Go through the records underneath and write each one out again exactly.
[start of RECORDED INFORMATION]
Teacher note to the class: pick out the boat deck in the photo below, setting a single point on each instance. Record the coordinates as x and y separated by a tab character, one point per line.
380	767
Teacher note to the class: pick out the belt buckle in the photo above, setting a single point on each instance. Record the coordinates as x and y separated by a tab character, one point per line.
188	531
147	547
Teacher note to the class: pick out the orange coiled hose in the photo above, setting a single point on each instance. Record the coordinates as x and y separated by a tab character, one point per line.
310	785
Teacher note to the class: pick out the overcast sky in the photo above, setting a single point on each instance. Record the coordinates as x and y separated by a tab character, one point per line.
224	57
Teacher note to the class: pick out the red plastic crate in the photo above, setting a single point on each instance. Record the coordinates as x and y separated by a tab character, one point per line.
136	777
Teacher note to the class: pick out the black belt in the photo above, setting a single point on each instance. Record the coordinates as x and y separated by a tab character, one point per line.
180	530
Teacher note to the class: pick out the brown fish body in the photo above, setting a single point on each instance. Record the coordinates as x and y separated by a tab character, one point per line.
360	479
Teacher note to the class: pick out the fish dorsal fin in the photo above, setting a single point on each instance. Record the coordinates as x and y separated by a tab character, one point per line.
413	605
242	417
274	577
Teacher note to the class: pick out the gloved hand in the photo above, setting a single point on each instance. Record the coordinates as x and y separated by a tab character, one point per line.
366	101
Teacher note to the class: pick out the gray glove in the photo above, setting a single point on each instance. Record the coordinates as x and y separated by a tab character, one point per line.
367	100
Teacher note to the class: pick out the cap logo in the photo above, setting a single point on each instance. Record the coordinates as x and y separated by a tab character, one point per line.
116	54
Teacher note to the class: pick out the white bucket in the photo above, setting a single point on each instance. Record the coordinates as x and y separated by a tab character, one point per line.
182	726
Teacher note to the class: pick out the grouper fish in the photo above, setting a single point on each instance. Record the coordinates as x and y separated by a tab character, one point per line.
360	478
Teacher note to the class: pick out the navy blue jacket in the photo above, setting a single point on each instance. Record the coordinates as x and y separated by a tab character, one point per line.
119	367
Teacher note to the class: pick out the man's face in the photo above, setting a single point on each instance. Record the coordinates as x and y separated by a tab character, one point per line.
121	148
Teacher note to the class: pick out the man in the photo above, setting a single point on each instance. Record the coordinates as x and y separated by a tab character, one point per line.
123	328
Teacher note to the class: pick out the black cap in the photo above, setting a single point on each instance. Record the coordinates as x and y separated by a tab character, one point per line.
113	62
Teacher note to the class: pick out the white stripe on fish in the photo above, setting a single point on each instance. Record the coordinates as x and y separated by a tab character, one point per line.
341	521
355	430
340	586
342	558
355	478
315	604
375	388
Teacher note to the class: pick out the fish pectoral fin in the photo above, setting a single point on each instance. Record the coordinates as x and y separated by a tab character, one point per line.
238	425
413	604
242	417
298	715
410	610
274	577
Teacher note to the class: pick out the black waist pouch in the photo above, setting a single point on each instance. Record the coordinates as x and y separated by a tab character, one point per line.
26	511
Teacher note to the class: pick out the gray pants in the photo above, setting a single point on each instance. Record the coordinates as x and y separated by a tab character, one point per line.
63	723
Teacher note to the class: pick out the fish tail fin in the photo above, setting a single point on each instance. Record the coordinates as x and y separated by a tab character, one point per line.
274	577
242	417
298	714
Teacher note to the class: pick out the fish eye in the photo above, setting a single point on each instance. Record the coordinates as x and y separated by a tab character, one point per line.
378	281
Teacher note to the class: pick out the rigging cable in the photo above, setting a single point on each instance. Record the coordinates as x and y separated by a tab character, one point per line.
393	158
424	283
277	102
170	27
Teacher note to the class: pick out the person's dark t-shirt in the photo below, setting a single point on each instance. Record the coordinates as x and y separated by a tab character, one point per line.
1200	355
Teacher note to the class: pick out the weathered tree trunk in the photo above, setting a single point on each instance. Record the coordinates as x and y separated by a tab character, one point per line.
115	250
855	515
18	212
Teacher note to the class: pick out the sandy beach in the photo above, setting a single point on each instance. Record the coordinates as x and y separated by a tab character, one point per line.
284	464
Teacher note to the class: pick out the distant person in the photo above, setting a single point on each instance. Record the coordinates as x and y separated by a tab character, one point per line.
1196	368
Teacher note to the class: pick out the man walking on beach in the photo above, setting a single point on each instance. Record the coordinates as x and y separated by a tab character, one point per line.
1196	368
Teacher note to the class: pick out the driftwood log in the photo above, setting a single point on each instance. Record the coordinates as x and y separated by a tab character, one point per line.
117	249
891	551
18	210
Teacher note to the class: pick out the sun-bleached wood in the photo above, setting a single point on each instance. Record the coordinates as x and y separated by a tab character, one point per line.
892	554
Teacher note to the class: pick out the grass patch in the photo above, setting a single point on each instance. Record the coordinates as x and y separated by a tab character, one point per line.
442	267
[end of RECORDED INFORMATION]
→ **EXERCISE RESULT**:
Teacher note to the class: pick out the boat deck in the photo below, setting a single point on each instance. Record the coordinates as x and y separated by a tab character, one point per line.
380	767
Teacher note to the class: pick out the belt buckle in the photo above, setting a single point on each instance. Record the coordinates as x and y separated by a tab character, one point per line.
188	531
147	547
Teacher note to the class: pick out the orange coiled hose in the photo above, setting a single point on each instance. Record the coordinates as x and y separated by a tab character, one point per line.
310	785
Teacher note to the class: pick out the overcast sky in the photo above, setting a single point on each instance. Record the coordinates as x and y separated by a tab character, one point per line.
224	57
Teacher note to the class: pick out the red plastic crate in the photo above, setting a single point on each instance. Record the coordinates as x and y separated by a tab character, one point per line.
136	777
Teacher note to the class: pick out the black belt in the photo above, setting a single point on each instance. Record the coordinates as x and y separated by a tab character, one point per line.
180	530
Teacher note to the class: pick out the brown fish body in the photo above, setting a single point on each instance. Record the coordinates as x and y separated by a tab character, one point per line.
360	479
Teacher note to the class: pick out the fish dorsal fin in the photo above, setting a single point on each instance. Record the coordinates as x and y separated by a tab character, one point per line.
413	605
242	417
274	577
Teacher note to the class: pick out the gloved hand in the photo above, setting a single point on each instance. Record the coordinates as x and y separated by a tab character, one point per line.
366	101
Teacher note to the class: pick out the gray glove in the photo above, setting a single point on each instance. Record the coordinates as x and y separated by a tab character, one point per line.
367	100
Teacher note to the class: pick out the cap logo in the photo above, setting a single point on each instance. Record the coordinates as x and y separated by a tab character, one point per line.
116	54
Teacher note to the class: pick out the white bucket in the photo above, setting a single point on each instance. Record the coordinates as x and y separated by a tab character, one point per line.
182	726
Teacher note to the class: pick out the grouper fish in the photo above, setting a single point on each instance. Record the coordinates as x and y separated by a tab character, one point per line.
360	478
Teacher note to the class: pick out the navy blue jacket in the photo above, setting a single point on each instance. Record the coordinates as x and y separated by a tab character, one point per line.
119	367
Teacher note to the class: pick out the man's face in the photo above, setting a single point on each instance. Record the coordinates as x and y separated by a tab character, one point per line.
121	148
Teacher note to the class: pick out the man in the photo above, setting a single point on each instance. Record the coordinates as x and y separated by a tab character, one point per line.
123	328
Teacher note to the class: pick out the black cap in the photo above, setting a single point on each instance. Record the coordinates as x and y separated by a tab character, one point per line.
113	62
Teacher note to the class: pick out the white stripe on fish in the photo above, setting a single point on each instance. Record the coordinates as x and y separated by a tab character, one point per line.
341	521
355	430
340	586
342	558
355	478
315	604
375	388
Teacher note to the class: pick out the fish pectoral fin in the photo above, setting a single point on each instance. Record the coordinates as x and y separated by a tab character, one point per line.
238	425
413	604
242	417
298	715
410	610
274	577
Teacher note to the class: pick out the black waist pouch in the photo above, setting a single point on each instance. Record the coordinates as x and y separated by a tab character, one point per line.
26	511
Teacher note to the class: pick out the gray pants in the photo above, setting a single point on each instance. Record the coordinates as x and y separated by a tab character, one point per line.
63	723
Teacher note to the class: pick out the fish tail fin in the photo above, setting a single point on each instance. Record the coordinates as x and y separated by a tab character, one point per line.
274	577
242	417
298	714
Teacher note to the class: pick out the fish eye in the photo above, setting a single point on each instance. Record the coordinates as x and y separated by a tab character, one point per line.
378	281
Teacher note to the class: pick out the rigging cable in the photo above, setting a single point on each instance. Record the coordinates as x and y separated by a tab character, one point per line.
393	158
424	283
277	102
170	27
Teacher note to the class: pick out the person's dark t-shirt in the photo below, setting a single point on each instance. Record the coordinates as x and y separated by a tab character, one point per line.
1200	355
Teacher note to the class: pick out the weathered tree trunk in the photo above, setting a single point on each instance. Record the coordinates as x and y separated by a tab character, one point per line.
115	250
855	515
18	212
Teacher note to the class: pick out the sandy beach in the photo above, setting a single point on each instance. Record the coordinates as x and y separated by a tab character, one point per line.
284	464
Teacher note to the class: pick out the distant person in the photo above, setting a single point on each instance. Record the coordinates as x and y separated by a tab character, one point per line.
1196	368
Teacher note to the class: pick out the man walking on beach in the photo above, setting a single point on each instance. Record the coordinates as x and y separated by a tab character, one point per line.
1196	368
Teacher note to the class: pick out the driftwood log in the photo above, setting a single point on each instance. Record the coordinates as x and y separated by a tab character, one point per line.
117	249
891	551
18	210
Teacher note to the class: pick out the sun-bleached wood in the photo above, setting a single point on each instance. Record the coordinates as x and y separated by a tab character, one point per line.
892	554
Teacher note to the class: pick out the grass patch in the photo above, setting a single point on each instance. Record the coordinates as x and y separated by a tab character, one point per line.
442	267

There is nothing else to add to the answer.